• SELECTED EXTRACT:

● ● ● ● ●

Many ob-gyns already provide preventive services that are not specific to women, such as complete physical exams, blood pressure readings and blood cholesterol tests, says Dr. Albert Strunk, a deputy executive vice president for the American Congress of Obstetricians and Gynecologists, called ACOG.

Strunk argues that ob-gyns–who are in short supply in many parts of the country–should be included in the new law’s program for increasing Medicaid primary care reimbursement rates, another facet of the law designed to address primary care needs for both sexes.

The Affordable Care Act includes some loan repayment programs to encourage medical students to go into primary care, but it is unclear what effect that could have on the shortage of ob-gyns.

If the new law encourages more women to see ob-gyns, Brietta Clark, a professor of law at Loyola Law School, Los Angeles, will approve. Clark, a researcher of access to health care issues, says all healthy women should see ob-gyns because they are able to “spot bigger problems” that often primary care physicians and other mid-level providers cannot. Clark herself suffered from fibroids that her primary care provider did not find during multiple exams, but after she switched to an ob-gyn, the problem was identified right away.

Since ob-gyns see women as their regular practice, they will be more in tune with potential problems, such as fibroids, cancer or anything else out of the ordinary. If the health care provider is not an ob-gyn, it is essential that the person “have ongoing training and experience; not someone who just did some rotations,” Clark says.

She applauds the Affordable Care Act for doing away with higher co-pays for ob-gyns because “gynecologists should not be treated as rare specialists.”

Keeping the Family Doc

Dr. Jeffrey Cain, chairman of the American Academy of Family Physicians, cautions against thinking that women can do away with their general practitioner.

Cain, based in Denver, says women benefit from the family physician’s “broader perspective” and coordination of care. Studies have shown that when people have a “first contact” provider, no matter what type, their overall costs decline and their health improves, Cain said.

“All family physicians are required to complete clinical training . . .  in prevention, counseling, detection, diagnosis and treatment of gender-specific disease in women and men,” says a spokesperson for the American Academy of Family Physicians, which has headquarters in Leawood, Kan.

Ob-gyns are educated in a surgical specialty designed to deal with problems such as reproductive system cancers and high-risk maternity care. They often provide more basic services as well.

While family physicians, general practitioners, internists, nurse practitioners and physician’s assistants are also qualified to provide women’s primary care, some of them refer patients to ob-gyns instead.

Some women say they’d rather have one physician instead of two for convenience sake.

Linda, 30, had a family physician providing all her care until she lost her job and health insurance three years ago. She has a new job now, with insurance, but has two doctors: a gynecologist and a general practitioner, who does not provide women’s primary care. She says, “I would LOVE to find one that does everything.”

ACOG has long said that ob-gyns have a tradition of providing preventive care to women and that the specialty knows how to provide women a point of entry to the health care system.

But some women say they never thought to ask their ob-gyns for general preventive health care.

While the Affordable Care Act provides some incentives for medical students to go into primary care and some incentives to incorporate mid-level providers, the current medical education system is still “incentivized to produce more specialists,” says Cain of the American Academy of Family Physicians. Ob-gyns, he says, are getting a “mixed message” about where they fall.

Cain expects ob-gyns to take an increasingly close place beside family doctors and other general practitioners as the system moves toward what he and others call “team-based care.”

The days of the solo practice are over, says law professor Clark: “The costs are too great.”

Hana Askren is a reporter by day and a doula by night. A Los Angeles native, she now lives in New York, where she works as an editor at Mergermarket, part of the Financial Times Group, and is a DONA-certified doula.

● ● ● ● ●

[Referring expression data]
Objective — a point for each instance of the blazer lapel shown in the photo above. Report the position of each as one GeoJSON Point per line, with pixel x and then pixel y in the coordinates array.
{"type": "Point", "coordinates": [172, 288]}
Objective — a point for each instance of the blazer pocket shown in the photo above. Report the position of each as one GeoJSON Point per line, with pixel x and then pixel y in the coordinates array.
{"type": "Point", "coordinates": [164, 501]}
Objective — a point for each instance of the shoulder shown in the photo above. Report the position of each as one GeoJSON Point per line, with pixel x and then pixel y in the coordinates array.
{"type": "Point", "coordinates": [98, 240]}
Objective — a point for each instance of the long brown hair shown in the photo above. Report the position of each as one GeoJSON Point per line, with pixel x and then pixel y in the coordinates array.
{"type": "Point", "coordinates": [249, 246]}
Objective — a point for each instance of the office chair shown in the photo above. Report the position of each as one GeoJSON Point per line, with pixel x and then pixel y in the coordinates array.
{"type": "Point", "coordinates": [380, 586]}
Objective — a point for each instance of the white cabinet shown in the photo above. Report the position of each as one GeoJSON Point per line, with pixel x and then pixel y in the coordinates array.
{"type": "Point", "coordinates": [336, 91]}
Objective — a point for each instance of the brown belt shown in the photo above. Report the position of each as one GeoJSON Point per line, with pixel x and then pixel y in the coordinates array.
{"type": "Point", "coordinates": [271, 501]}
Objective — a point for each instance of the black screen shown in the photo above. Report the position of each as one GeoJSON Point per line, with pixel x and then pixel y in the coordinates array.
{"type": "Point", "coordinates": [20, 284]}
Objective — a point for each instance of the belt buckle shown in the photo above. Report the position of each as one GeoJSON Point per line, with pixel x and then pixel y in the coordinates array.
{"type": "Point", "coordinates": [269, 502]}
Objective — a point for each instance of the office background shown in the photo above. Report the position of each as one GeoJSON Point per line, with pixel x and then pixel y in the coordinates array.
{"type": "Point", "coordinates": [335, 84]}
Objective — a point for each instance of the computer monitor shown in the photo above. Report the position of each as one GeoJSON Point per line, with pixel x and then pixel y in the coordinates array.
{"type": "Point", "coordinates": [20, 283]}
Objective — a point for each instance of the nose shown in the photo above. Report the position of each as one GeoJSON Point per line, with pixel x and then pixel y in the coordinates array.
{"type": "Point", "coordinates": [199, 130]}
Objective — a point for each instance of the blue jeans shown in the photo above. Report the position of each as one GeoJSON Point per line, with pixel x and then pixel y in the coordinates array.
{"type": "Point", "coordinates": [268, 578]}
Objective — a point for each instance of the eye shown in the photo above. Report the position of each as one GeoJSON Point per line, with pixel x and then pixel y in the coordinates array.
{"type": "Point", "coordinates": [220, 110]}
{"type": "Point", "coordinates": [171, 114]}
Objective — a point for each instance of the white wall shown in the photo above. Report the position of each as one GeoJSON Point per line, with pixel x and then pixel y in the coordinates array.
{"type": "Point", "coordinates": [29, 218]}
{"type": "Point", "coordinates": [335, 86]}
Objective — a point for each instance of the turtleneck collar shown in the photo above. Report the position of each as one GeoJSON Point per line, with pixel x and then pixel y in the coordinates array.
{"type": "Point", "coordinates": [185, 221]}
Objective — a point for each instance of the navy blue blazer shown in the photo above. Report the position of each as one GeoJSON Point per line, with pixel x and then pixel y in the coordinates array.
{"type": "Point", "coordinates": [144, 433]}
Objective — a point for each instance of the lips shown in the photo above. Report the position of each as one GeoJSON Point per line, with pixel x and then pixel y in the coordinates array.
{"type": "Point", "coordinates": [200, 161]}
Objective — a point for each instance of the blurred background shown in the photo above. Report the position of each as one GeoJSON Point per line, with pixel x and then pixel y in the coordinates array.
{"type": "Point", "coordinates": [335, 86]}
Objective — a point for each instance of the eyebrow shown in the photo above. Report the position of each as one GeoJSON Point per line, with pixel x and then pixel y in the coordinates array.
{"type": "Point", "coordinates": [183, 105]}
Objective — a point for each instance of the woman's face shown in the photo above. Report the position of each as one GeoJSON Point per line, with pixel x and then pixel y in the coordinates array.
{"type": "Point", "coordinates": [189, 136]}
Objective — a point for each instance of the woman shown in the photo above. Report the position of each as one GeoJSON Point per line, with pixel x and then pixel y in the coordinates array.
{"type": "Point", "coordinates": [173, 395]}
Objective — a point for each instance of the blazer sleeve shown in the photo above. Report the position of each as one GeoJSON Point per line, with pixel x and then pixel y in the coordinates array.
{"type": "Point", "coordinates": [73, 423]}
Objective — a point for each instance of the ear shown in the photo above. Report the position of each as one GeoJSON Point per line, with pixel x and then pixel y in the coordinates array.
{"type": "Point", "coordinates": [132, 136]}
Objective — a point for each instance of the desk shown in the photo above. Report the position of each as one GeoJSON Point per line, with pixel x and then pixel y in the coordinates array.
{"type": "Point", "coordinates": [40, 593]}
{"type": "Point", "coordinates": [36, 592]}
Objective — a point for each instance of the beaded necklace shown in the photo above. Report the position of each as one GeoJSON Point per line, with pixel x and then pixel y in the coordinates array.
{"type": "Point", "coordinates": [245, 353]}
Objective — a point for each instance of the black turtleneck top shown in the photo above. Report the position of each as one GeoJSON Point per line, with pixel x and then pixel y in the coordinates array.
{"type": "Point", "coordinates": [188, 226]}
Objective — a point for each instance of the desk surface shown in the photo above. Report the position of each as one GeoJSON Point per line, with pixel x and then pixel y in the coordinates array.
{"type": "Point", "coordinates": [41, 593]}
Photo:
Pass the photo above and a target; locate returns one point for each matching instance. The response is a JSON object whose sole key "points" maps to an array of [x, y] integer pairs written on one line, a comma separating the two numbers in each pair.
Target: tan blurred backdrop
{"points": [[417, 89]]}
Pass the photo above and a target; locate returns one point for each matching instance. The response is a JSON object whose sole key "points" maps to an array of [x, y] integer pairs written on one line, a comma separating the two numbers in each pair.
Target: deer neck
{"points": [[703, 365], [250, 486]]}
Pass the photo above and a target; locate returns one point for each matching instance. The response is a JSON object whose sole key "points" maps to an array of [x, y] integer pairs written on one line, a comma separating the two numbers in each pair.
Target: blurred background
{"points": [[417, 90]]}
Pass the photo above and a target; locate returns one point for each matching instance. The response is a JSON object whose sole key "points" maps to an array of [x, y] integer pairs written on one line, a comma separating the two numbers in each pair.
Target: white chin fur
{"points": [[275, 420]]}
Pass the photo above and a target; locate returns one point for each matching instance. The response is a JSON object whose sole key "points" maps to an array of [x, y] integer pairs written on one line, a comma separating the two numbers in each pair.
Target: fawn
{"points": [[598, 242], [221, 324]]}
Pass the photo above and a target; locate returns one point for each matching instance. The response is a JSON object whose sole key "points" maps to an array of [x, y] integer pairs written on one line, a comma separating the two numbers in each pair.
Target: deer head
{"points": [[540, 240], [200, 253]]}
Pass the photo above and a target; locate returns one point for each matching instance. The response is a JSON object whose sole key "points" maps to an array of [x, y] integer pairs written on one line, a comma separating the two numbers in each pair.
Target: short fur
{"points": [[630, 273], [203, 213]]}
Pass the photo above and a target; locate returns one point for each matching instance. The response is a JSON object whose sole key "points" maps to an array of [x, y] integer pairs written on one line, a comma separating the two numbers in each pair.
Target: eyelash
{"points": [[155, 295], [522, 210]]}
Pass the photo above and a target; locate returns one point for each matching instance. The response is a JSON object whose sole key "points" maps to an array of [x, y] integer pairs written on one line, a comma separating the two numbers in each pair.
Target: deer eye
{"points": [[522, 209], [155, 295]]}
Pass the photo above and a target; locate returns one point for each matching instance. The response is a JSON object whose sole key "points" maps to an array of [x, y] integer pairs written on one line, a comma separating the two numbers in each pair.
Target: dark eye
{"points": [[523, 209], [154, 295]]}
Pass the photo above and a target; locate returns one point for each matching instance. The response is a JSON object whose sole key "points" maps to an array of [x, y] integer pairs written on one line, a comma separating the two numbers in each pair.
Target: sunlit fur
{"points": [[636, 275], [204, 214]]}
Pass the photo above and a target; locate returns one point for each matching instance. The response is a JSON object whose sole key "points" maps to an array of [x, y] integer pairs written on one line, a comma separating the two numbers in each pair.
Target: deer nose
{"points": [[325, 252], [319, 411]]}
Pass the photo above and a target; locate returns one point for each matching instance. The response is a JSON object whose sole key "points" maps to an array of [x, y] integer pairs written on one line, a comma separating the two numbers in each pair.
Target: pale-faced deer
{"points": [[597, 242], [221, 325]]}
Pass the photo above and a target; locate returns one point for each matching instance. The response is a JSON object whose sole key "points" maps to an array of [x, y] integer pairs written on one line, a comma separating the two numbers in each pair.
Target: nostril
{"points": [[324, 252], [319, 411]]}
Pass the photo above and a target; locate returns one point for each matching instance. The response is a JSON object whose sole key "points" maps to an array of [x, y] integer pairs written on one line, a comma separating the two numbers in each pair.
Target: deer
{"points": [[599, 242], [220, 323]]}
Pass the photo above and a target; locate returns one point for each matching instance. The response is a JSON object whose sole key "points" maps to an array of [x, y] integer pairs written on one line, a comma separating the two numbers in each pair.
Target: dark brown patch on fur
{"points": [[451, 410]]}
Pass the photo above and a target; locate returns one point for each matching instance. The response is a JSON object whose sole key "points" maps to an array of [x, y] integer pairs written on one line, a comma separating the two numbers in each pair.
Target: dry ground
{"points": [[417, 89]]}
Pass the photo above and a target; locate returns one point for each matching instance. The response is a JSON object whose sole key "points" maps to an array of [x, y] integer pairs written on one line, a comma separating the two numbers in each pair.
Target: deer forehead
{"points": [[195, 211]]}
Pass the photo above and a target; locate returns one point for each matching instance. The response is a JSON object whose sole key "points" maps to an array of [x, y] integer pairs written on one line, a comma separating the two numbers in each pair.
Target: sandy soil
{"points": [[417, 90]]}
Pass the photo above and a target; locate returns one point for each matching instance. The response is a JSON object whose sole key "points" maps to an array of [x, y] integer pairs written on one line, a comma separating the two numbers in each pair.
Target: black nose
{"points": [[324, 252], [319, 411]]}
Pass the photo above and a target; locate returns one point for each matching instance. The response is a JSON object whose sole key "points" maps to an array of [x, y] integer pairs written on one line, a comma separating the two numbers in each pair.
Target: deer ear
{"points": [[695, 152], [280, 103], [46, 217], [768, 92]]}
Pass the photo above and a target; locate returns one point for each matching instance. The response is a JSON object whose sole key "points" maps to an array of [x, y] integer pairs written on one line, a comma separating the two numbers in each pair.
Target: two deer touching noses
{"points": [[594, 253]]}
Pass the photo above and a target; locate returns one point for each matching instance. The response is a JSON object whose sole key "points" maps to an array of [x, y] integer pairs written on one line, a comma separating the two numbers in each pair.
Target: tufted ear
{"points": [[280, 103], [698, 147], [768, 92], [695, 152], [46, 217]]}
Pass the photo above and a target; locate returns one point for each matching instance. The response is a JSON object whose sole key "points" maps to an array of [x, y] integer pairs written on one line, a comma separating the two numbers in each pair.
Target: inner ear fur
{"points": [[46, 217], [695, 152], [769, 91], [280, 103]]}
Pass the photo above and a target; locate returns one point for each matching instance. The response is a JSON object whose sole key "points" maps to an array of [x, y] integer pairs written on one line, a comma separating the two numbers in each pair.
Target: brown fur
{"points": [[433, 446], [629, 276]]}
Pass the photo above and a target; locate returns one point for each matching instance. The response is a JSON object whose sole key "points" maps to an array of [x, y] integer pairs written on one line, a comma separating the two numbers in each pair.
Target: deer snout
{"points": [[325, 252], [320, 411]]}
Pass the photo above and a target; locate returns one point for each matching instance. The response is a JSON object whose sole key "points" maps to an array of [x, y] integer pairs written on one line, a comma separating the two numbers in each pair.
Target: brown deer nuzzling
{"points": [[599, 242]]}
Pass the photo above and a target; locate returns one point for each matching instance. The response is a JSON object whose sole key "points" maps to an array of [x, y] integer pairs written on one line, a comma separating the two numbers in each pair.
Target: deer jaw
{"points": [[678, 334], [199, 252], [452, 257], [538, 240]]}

● ● ● ● ●

• AIM OF THE EXERCISE: In the article on ob-gyns and women's primary care, reproduce the stretch from "Dr. Jeffrey Cain, chairman" through "improves, Cain said." word for word.

• RESPONSE BOX:
Dr. Jeffrey Cain, chairman of the American Academy of Family Physicians, cautions against thinking that women can do away with their general practitioner.

Cain, based in Denver, says women benefit from the family physician’s “broader perspective” and coordination of care. Studies have shown that when people have a “first contact” provider, no matter what type, their overall costs decline and their health improves, Cain said.